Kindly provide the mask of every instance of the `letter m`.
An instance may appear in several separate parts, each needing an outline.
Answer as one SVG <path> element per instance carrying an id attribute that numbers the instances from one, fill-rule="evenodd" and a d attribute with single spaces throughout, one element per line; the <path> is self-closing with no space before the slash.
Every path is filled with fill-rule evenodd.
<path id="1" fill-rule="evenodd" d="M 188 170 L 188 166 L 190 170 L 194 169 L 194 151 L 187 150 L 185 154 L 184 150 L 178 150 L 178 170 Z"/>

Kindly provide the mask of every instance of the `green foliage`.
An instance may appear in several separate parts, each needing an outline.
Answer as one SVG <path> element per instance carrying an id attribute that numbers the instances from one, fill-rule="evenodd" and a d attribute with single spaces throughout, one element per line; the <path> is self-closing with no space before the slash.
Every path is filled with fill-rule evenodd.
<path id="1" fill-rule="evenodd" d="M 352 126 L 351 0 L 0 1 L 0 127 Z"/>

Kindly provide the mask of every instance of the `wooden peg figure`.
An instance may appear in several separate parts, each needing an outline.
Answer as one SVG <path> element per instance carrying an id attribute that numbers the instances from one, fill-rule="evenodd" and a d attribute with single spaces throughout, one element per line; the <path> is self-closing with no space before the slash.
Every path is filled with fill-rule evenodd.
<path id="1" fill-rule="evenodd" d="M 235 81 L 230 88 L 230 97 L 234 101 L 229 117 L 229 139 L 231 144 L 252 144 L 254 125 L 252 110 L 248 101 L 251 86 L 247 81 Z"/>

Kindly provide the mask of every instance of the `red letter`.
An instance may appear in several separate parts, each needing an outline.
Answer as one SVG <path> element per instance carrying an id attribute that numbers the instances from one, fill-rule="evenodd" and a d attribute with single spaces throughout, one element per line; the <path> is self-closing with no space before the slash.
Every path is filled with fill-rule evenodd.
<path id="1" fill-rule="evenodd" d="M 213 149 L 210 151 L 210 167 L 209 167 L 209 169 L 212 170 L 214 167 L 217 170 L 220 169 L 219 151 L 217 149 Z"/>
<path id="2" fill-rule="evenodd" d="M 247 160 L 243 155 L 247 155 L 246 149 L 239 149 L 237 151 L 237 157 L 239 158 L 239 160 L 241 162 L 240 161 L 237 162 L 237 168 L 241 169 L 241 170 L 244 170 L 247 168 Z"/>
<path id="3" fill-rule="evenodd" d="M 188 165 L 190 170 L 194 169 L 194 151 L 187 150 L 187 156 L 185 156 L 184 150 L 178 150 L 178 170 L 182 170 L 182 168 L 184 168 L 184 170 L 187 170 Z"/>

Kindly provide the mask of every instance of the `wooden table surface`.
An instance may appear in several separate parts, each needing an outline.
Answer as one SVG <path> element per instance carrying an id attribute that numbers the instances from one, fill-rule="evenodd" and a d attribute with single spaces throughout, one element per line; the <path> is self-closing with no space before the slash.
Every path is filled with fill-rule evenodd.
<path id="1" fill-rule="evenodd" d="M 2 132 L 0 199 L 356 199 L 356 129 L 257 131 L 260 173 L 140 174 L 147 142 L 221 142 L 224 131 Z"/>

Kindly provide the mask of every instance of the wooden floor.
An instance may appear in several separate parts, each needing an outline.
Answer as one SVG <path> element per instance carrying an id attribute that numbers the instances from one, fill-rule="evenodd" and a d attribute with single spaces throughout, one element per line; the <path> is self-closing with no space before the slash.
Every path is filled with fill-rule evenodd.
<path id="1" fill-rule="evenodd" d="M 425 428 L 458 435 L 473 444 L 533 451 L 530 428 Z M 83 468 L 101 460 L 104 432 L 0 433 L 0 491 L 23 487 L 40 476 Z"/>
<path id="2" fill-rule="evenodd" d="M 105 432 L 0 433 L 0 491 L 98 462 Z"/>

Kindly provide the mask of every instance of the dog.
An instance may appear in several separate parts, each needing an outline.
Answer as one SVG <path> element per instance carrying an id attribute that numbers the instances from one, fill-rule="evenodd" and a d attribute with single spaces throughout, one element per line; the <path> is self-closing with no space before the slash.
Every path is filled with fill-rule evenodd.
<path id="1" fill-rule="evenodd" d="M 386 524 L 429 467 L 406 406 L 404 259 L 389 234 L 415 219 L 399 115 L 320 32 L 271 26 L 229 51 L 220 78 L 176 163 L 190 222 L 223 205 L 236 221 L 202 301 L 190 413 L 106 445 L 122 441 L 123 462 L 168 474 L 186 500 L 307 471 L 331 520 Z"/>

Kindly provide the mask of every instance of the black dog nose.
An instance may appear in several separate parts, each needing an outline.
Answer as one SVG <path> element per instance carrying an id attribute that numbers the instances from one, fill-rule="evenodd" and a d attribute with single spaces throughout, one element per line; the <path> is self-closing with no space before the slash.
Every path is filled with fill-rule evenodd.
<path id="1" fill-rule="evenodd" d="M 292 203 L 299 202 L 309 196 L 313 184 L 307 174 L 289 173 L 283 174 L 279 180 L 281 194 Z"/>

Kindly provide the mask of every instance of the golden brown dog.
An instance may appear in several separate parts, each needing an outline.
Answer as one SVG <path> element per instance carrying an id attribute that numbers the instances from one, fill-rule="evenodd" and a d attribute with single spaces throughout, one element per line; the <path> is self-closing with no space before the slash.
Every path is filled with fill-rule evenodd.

-=-=-=-=-

## [Exercise objective]
Nothing may be left out or altered: reproduce the complete listing.

## [Task output]
Kindly provide the mask of every instance of the `letter m`.
An instance may appear in several separate parts, each needing an outline.
Answer as one SVG <path> element per instance carrying an id attribute that numbers the instances from one, fill-rule="evenodd" and a d attribute with single spaces throughout, one element per line; the <path> is self-closing with no space before the slash.
Every path is filled with fill-rule evenodd.
<path id="1" fill-rule="evenodd" d="M 188 170 L 188 166 L 190 170 L 194 169 L 194 151 L 187 150 L 185 154 L 184 150 L 178 150 L 178 170 Z"/>

Kindly provide the mask of every instance of the `green foliage`.
An instance may appear in several separate parts, each needing an outline.
Answer as one SVG <path> element per instance carrying an id attribute that numbers the instances from one, fill-rule="evenodd" and a d attribute with single spaces throughout, one element per line; the <path> is self-closing with no space before the slash.
Every path is filled with fill-rule evenodd.
<path id="1" fill-rule="evenodd" d="M 352 126 L 351 0 L 0 1 L 0 127 Z"/>

Kindly provide the mask of every instance of the `wooden peg figure`.
An instance may appear in several separate parts, each needing an outline.
Answer as one SVG <path> element per instance carrying an id attribute that numbers the instances from one, fill-rule="evenodd" and a d attribute with single spaces throughout, one element per line; the <path> is self-closing with no space before the slash.
Every path is filled with fill-rule evenodd.
<path id="1" fill-rule="evenodd" d="M 235 81 L 230 88 L 230 97 L 234 101 L 229 117 L 229 139 L 231 144 L 252 144 L 254 125 L 252 110 L 248 101 L 251 86 L 247 81 Z"/>

Kindly provide the mask of every instance of the `red letter`.
An instance may appear in several separate parts, each needing an outline.
Answer as one SVG <path> element per instance carrying an id attribute that numbers the instances from one, fill-rule="evenodd" and a d attribute with single spaces throughout, one element per line; the <path> is self-closing with no space before the slash.
Every path is filled with fill-rule evenodd.
<path id="1" fill-rule="evenodd" d="M 213 149 L 210 151 L 210 167 L 209 167 L 209 169 L 212 170 L 214 167 L 217 170 L 220 169 L 219 151 L 217 149 Z"/>
<path id="2" fill-rule="evenodd" d="M 247 160 L 243 155 L 247 155 L 246 149 L 239 149 L 237 151 L 237 157 L 239 158 L 239 160 L 241 162 L 240 161 L 237 162 L 237 168 L 241 169 L 241 170 L 244 170 L 247 168 Z"/>
<path id="3" fill-rule="evenodd" d="M 188 165 L 190 170 L 194 169 L 194 151 L 187 150 L 187 156 L 185 156 L 184 150 L 178 150 L 178 170 L 182 170 L 182 168 L 184 168 L 184 170 L 187 170 Z"/>

Kindly provide the mask of every instance of the `wooden table surface`.
An instance may appear in several separate parts, each needing an outline.
Answer as one SVG <path> element per instance carrying an id attribute that numbers the instances from one, fill-rule="evenodd" and a d attribute with single spaces throughout, one element per line; the <path> is self-closing with no space before the slash.
Every path is filled with fill-rule evenodd.
<path id="1" fill-rule="evenodd" d="M 2 132 L 0 199 L 356 199 L 356 129 L 257 131 L 260 173 L 140 174 L 147 142 L 221 142 L 224 131 Z"/>

Kindly provide the mask of every instance of the wooden floor.
An instance may appear in several separate parts, each needing an outline.
Answer as one SVG <path> element per instance carrying an id attribute that numbers the instances from one, fill-rule="evenodd" and a d attribute with single spaces throughout, one element per line; the <path> is self-closing with no space before the slash.
Every path is filled with fill-rule evenodd.
<path id="1" fill-rule="evenodd" d="M 425 428 L 458 435 L 473 444 L 533 451 L 530 428 Z M 83 468 L 101 460 L 104 432 L 0 433 L 0 491 L 23 487 L 40 476 Z"/>
<path id="2" fill-rule="evenodd" d="M 105 432 L 0 433 L 0 491 L 98 462 Z"/>

Kindly provide the mask of every instance of the dog.
An instance may appear in several separate parts, each needing an outline.
Answer as one SVG <path> element per instance carrying an id attribute that numbers the instances from one, fill-rule="evenodd" and a d attribute with single spaces throughout, one element per line; the <path> is self-closing with no space before the slash.
Every path is filled with fill-rule evenodd.
<path id="1" fill-rule="evenodd" d="M 386 524 L 429 467 L 406 406 L 404 259 L 389 234 L 415 219 L 399 115 L 320 32 L 271 26 L 229 51 L 220 78 L 176 163 L 190 222 L 223 205 L 236 221 L 202 301 L 190 413 L 106 445 L 122 441 L 123 462 L 168 474 L 186 500 L 307 471 L 331 520 Z"/>

Kindly provide the mask of every instance of the black dog nose.
An instance may appear in several separate parts, each needing an outline.
Answer as one SVG <path> element per instance carrying an id attribute that numbers the instances from one, fill-rule="evenodd" and a d attribute with single spaces throughout, one element per line; the <path> is self-closing with no space before the slash.
Every path is filled with fill-rule evenodd.
<path id="1" fill-rule="evenodd" d="M 292 203 L 299 202 L 309 196 L 313 184 L 307 174 L 289 173 L 283 174 L 279 180 L 281 194 Z"/>

Kindly provide the mask of every instance of the golden brown dog.
An instance may appear in several separate parts, each needing an outline.
Answer as one SVG <path> element per instance carrying an id attribute that numbers the instances from one, fill-rule="evenodd" and a d attribute with single spaces throughout, one element per line; the <path> is self-closing with no space before the slash.
Every path is filled with fill-rule evenodd.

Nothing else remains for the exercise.